REQUIRED WORK: Gather every line of the items below that contains the word "each", and copy those lines in full.

DATA FOR THE TASK:
.....
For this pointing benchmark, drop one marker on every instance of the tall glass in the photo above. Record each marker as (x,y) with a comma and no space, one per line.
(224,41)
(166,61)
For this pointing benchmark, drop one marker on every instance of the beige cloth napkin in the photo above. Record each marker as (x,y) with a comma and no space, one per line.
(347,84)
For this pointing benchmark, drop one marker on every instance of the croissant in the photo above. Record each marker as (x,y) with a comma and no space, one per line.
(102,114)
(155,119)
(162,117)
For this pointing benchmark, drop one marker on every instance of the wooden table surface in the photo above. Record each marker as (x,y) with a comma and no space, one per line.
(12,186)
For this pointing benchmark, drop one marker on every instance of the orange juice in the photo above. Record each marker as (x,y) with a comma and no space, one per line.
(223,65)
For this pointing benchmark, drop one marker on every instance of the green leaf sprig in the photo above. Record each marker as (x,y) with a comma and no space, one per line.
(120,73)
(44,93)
.....
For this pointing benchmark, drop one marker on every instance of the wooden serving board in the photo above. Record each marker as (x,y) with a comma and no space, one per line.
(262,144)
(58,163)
.....
EXPECTED OUTPUT:
For this pointing benchmark, drop one marker on every instance of the tall glass in the photo above. Record each marker as (x,y) with a comma and no space, one per line.
For this pointing benchmark, drop one marker on every instance of the beige cloth napkin in the photo above. Record each marker as (x,y) with a comma and no space, one per line.
For this pointing benchmark, drop one marker on every instance of the croissant in the photo above. Record each marker as (x,y) with a comma and no space, one per line.
For this pointing benchmark, drop one marker on every instance of the wooden table surface in the photo above. Record each marker as (x,y) with a comma and no space, one per line.
For this pointing benchmark, drop one marker on every instance of the orange juice in the photo above. Record each marker as (x,y) with a comma and no space, one per line.
For this pointing benchmark, drop one marker on every instance of the green leaf sprig in the photo above. Record each marker as (x,y) with a comma and no space, one per line.
For this pointing benchmark, drop one marker on every instance of the wooden serving board in the photo above. Record each marker as (x,y) with a comma and no space, one per line.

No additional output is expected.